Required task |
Below are some records. List every line from them that contains the word "paved", matching upper and lower case exactly.

Source data |
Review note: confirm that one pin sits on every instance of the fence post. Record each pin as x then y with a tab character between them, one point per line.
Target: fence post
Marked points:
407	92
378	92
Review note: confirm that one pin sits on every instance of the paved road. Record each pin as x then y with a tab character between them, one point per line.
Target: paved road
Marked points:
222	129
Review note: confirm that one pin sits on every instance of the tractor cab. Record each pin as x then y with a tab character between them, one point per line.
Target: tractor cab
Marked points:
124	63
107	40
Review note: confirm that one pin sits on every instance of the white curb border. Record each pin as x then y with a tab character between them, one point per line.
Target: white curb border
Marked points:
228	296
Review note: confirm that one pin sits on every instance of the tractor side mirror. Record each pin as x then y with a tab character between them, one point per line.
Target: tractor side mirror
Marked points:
* * *
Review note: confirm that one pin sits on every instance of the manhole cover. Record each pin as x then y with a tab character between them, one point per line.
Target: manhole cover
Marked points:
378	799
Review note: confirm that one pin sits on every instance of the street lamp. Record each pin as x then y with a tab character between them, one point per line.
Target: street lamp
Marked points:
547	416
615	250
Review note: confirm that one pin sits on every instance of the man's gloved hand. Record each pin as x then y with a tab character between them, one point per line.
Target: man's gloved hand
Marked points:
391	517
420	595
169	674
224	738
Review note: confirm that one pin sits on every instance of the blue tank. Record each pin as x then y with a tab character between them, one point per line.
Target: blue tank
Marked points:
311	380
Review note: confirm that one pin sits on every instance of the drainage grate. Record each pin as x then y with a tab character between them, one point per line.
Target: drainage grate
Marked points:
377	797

The result |
Review note: confirm that one pin sits on every instance of the paved road. Record each pin as x then y with a tab character between them, one point per line.
Target: paved road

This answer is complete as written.